THE REQUEST:
Pick out each line in the records below that has the word "metal" in it, and copy those lines out. Upper and lower case count.
═══ DATASET ROWS ═══
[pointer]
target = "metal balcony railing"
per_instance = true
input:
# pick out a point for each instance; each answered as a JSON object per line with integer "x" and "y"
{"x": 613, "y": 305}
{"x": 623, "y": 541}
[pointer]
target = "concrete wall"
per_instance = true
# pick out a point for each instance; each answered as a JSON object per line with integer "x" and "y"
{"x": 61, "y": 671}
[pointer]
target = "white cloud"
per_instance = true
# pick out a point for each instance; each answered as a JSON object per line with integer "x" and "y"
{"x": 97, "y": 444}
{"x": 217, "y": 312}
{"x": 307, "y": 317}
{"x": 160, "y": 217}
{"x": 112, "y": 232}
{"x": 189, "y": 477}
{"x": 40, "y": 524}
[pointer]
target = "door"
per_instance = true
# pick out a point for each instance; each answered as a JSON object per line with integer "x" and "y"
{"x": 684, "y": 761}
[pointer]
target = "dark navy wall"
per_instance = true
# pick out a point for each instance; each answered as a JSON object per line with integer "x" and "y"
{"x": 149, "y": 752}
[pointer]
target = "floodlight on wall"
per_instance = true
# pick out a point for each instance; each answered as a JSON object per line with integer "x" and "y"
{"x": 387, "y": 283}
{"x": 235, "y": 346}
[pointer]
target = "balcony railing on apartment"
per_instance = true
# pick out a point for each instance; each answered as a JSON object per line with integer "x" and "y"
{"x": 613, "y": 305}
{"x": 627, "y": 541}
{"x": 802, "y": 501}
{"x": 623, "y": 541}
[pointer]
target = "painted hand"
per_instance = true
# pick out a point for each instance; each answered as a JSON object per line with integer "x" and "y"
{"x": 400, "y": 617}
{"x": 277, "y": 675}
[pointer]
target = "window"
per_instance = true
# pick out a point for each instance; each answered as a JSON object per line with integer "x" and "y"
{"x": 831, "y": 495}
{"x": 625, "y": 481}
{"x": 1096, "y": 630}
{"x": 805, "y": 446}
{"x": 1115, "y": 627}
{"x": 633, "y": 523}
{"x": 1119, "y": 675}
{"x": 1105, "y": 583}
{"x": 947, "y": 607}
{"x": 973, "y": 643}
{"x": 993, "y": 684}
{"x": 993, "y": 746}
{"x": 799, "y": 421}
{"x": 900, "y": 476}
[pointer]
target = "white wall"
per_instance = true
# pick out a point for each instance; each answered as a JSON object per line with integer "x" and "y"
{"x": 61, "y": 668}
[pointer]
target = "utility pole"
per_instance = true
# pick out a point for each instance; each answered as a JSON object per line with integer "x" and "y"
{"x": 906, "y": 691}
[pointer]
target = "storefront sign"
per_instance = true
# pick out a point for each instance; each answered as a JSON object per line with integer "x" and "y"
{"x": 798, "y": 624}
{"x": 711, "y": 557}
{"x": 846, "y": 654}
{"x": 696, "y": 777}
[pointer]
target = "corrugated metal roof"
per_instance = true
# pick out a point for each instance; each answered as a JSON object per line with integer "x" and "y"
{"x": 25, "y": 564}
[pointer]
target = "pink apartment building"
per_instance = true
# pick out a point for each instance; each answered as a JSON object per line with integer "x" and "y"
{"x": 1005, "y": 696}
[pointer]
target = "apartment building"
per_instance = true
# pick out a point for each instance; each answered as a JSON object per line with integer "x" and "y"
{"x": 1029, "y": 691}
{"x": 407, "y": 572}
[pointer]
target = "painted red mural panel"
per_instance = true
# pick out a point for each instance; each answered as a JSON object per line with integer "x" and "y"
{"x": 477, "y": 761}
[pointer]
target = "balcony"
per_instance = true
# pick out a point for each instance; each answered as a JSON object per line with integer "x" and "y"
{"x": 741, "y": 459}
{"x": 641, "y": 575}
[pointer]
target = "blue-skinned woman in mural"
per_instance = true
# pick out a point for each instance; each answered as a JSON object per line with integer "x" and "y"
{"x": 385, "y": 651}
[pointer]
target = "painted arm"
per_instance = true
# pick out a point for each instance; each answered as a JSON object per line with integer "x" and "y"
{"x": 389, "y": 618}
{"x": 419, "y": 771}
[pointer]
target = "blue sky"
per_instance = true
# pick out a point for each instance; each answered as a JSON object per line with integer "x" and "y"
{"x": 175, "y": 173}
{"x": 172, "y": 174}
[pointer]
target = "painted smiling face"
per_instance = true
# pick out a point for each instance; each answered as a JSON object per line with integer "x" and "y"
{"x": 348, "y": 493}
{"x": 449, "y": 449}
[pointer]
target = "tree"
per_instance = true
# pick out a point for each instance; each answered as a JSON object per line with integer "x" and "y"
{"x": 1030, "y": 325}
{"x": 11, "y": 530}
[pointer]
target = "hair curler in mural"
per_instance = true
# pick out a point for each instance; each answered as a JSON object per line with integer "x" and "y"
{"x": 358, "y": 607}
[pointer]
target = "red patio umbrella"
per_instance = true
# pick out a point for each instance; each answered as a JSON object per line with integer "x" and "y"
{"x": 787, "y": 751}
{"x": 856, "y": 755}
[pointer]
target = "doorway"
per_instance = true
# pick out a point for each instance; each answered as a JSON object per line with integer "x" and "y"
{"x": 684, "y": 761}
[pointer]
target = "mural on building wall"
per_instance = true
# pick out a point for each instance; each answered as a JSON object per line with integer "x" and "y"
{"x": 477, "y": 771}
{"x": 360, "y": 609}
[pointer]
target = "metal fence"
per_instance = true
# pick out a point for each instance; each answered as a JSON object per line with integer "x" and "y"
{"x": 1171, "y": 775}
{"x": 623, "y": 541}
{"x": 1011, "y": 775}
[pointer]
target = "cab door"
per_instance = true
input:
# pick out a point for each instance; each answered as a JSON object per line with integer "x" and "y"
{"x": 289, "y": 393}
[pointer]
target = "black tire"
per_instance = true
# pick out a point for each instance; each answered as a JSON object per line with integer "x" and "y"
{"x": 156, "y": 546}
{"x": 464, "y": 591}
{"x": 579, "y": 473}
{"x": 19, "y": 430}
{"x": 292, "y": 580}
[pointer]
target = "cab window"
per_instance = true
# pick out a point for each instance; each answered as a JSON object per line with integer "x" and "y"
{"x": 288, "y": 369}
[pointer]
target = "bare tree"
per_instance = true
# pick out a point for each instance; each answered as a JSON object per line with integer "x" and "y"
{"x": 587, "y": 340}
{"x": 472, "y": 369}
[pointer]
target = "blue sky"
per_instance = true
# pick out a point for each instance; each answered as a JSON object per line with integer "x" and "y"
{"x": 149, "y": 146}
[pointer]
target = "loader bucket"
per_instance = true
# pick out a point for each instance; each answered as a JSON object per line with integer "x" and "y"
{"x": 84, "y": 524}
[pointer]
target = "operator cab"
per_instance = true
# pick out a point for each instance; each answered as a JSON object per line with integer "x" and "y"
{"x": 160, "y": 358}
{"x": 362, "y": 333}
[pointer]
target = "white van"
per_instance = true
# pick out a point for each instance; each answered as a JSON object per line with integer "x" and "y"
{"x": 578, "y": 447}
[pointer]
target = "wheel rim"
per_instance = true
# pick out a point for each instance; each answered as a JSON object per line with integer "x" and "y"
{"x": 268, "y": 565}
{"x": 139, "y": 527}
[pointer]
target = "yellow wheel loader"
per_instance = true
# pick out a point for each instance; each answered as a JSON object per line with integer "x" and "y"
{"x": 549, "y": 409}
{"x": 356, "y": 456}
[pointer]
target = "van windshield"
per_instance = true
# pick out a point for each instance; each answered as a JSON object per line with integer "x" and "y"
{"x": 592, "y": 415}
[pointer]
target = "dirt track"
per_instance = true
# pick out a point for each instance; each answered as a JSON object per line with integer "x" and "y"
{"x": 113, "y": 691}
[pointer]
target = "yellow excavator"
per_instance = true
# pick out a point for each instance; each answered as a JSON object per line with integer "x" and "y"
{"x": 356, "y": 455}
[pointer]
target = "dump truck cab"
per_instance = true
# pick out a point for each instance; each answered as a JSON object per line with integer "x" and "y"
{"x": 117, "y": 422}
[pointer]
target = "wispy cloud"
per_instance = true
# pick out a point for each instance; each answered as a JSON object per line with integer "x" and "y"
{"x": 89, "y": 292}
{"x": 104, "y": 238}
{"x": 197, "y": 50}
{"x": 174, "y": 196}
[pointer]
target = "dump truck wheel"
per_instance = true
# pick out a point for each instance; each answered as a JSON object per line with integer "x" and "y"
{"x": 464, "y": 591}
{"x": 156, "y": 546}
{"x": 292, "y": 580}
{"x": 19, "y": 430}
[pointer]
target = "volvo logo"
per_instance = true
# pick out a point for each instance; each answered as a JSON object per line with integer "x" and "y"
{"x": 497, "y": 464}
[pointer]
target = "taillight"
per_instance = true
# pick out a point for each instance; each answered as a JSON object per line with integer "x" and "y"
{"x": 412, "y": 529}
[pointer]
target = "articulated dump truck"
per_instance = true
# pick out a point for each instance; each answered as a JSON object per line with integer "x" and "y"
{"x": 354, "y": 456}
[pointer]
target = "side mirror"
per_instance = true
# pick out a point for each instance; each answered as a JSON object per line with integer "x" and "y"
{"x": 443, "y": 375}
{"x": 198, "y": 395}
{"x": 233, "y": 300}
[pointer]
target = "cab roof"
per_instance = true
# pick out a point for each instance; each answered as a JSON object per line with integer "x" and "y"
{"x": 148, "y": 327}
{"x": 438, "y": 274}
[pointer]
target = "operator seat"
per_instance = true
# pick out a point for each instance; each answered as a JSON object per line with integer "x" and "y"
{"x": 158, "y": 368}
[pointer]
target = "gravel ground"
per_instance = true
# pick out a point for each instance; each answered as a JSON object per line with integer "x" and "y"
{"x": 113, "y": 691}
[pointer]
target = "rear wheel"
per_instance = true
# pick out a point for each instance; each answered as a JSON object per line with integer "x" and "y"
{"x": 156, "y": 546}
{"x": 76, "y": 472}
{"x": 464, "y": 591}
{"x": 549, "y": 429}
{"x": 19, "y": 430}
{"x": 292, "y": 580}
═══
SOLUTION:
target = "metal balcony railing"
target = "corrugated metal roof"
target = "metal fence"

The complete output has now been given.